Pointing dataset records:
★ ★ ★ ★ ★ ★ ★

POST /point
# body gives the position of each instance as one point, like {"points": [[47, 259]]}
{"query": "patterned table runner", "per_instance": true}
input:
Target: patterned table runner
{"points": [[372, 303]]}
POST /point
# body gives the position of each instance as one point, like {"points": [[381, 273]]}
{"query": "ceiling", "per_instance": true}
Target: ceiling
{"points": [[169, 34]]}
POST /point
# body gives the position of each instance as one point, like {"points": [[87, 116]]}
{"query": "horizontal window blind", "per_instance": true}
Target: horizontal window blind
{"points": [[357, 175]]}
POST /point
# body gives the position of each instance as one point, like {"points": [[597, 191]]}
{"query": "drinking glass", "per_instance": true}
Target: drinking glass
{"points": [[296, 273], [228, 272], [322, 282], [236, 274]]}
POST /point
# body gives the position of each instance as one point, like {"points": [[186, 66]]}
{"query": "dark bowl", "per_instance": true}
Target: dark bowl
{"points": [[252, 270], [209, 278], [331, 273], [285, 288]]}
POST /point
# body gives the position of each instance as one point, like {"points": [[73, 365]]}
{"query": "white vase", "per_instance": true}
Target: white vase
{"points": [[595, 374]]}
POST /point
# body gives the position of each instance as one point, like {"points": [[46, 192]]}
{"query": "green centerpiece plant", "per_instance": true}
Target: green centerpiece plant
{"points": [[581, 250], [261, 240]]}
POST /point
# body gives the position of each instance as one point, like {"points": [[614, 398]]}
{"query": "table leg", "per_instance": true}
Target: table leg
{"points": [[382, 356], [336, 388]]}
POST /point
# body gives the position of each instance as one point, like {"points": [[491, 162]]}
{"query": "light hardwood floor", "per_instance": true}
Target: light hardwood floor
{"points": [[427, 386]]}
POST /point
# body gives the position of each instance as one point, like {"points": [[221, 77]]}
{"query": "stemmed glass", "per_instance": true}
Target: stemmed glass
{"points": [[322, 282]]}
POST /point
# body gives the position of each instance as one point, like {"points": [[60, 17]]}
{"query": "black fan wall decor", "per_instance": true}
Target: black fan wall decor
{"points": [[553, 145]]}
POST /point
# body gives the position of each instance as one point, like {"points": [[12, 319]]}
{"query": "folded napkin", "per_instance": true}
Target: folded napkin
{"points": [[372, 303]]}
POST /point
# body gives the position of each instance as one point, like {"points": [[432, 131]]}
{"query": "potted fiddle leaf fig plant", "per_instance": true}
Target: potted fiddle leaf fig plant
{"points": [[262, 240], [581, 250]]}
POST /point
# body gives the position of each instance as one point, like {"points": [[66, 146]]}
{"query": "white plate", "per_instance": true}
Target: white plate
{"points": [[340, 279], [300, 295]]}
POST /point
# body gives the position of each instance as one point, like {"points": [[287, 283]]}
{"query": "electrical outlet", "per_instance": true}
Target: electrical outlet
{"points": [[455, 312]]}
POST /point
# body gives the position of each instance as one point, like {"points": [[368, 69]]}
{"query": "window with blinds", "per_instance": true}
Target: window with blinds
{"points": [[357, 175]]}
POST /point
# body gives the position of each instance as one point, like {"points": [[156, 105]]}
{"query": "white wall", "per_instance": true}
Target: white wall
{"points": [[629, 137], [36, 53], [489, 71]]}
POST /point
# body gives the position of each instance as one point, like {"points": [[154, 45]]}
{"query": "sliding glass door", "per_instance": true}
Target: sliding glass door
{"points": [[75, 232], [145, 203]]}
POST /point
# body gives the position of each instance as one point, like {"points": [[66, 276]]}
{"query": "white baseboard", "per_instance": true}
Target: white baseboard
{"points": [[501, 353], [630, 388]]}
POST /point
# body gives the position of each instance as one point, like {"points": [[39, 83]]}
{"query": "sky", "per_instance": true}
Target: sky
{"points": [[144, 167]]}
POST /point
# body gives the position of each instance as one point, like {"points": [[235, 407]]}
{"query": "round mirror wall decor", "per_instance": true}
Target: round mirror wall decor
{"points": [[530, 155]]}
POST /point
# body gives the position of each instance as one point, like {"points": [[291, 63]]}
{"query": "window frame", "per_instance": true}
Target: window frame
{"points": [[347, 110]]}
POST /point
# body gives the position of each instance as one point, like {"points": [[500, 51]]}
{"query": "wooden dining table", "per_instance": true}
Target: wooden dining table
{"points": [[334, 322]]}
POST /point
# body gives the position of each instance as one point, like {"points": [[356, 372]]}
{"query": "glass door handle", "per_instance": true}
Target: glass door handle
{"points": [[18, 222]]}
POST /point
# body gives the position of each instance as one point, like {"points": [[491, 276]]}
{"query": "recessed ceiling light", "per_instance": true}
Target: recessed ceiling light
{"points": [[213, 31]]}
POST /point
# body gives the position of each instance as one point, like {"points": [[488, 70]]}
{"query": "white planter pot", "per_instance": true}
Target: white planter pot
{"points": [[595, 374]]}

★ ★ ★ ★ ★ ★ ★

Exercise details:
Generate an exact reproduction of all entries.

Result of the task:
POST /point
# body gives the position of each instance as one point, like {"points": [[47, 259]]}
{"query": "patterned table runner", "per_instance": true}
input:
Target: patterned table runner
{"points": [[372, 303]]}
POST /point
# body gives the position of each instance as one point, like {"points": [[381, 273]]}
{"query": "ceiling", "per_instance": true}
Target: ceiling
{"points": [[169, 34]]}
POST /point
# body gives the position of each instance as one point, like {"points": [[87, 116]]}
{"query": "horizontal window blind", "per_instance": true}
Target: horizontal window blind
{"points": [[357, 175]]}
POST /point
# body gives the position of each instance as one point, like {"points": [[597, 191]]}
{"query": "drinking glass", "per_instance": true}
Target: drinking glass
{"points": [[296, 273], [228, 272], [322, 282], [236, 274]]}
POST /point
# body gives the position of each instance as one point, like {"points": [[186, 66]]}
{"query": "dark bowl", "per_instance": true}
Target: dark bowl
{"points": [[252, 270], [209, 278], [331, 273], [285, 288]]}
POST /point
# body gives the position of each instance as one point, like {"points": [[73, 365]]}
{"query": "white vase", "per_instance": true}
Target: white vase
{"points": [[595, 374]]}
POST /point
# body gives the position of each instance as one point, like {"points": [[46, 192]]}
{"query": "green centerpiece plant", "per_instance": true}
Target: green centerpiece plant
{"points": [[581, 250], [261, 240]]}
POST /point
# body gives the position of each instance as one point, like {"points": [[614, 398]]}
{"query": "table leg", "per_instance": true}
Target: table leg
{"points": [[382, 356], [336, 388]]}
POST /point
# body gives the position of each instance as one point, like {"points": [[491, 162]]}
{"query": "light hardwood floor", "per_instance": true}
Target: light hardwood floor
{"points": [[427, 386]]}
POST /point
# body gives the position of each instance as one point, like {"points": [[221, 77]]}
{"query": "stemmed glass", "per_instance": true}
Target: stemmed glass
{"points": [[322, 282]]}
POST /point
# body gives the position of each instance as one point, like {"points": [[60, 17]]}
{"query": "black fan wall decor", "per_instance": true}
Target: black fan wall decor
{"points": [[553, 145]]}
POST /point
# body gives the position of each instance as one point, like {"points": [[12, 319]]}
{"query": "folded napkin", "per_instance": true}
Target: folded napkin
{"points": [[372, 303]]}
POST /point
# body gives the position of each instance as one point, like {"points": [[432, 131]]}
{"query": "potted fiddle leaf fig plant", "per_instance": true}
Target: potted fiddle leaf fig plant
{"points": [[262, 240], [581, 250]]}
POST /point
# body gives the position of each instance as one point, like {"points": [[66, 146]]}
{"query": "white plate", "per_instance": true}
Target: white plate
{"points": [[340, 279], [300, 295]]}
POST /point
# body gives the position of each instance as one point, like {"points": [[287, 283]]}
{"query": "electrical outlet", "per_instance": true}
Target: electrical outlet
{"points": [[455, 312]]}
POST /point
# body gives the position of each instance as one point, like {"points": [[368, 69]]}
{"query": "window with blinds", "per_instance": true}
Target: window with blinds
{"points": [[357, 175]]}
POST /point
# body gives the position of each instance as one point, like {"points": [[156, 105]]}
{"query": "white wall", "per_instance": true}
Target: white wall
{"points": [[629, 137], [36, 53], [489, 71]]}
POST /point
# body gives the position of each instance as one point, like {"points": [[154, 45]]}
{"query": "sliding glass door", "per_instance": true}
Target: sliding glass door
{"points": [[75, 232], [145, 203]]}
POST /point
# body gives the position of each instance as one point, like {"points": [[66, 276]]}
{"query": "white baseboard", "per_instance": true}
Target: white baseboard
{"points": [[501, 353], [630, 388]]}
POST /point
# body gives the position of each instance as one point, like {"points": [[39, 83]]}
{"query": "sky", "per_instance": true}
Target: sky
{"points": [[144, 167]]}
POST /point
# body gives the position of each instance as one point, like {"points": [[235, 407]]}
{"query": "round mirror wall decor", "per_instance": true}
Target: round mirror wall decor
{"points": [[530, 155]]}
POST /point
# body gives the position of each instance as one point, like {"points": [[291, 63]]}
{"query": "window frame", "per_instance": true}
Target: window frame
{"points": [[347, 110]]}
POST /point
# body gives the position of each instance as one point, like {"points": [[500, 51]]}
{"query": "wooden dining table", "per_instance": true}
Target: wooden dining table
{"points": [[334, 322]]}
POST /point
# body gives the position of each instance as one point, like {"points": [[356, 372]]}
{"query": "glass door handle", "per_instance": true}
Target: glass door handle
{"points": [[18, 222]]}
POST /point
# body gives the position of each instance as one point, like {"points": [[491, 276]]}
{"query": "recessed ceiling light", "per_instance": true}
Target: recessed ceiling light
{"points": [[213, 31]]}
POST /point
# body gives the position of each instance as one point, like {"points": [[488, 70]]}
{"query": "white planter pot", "per_instance": true}
Target: white planter pot
{"points": [[595, 374]]}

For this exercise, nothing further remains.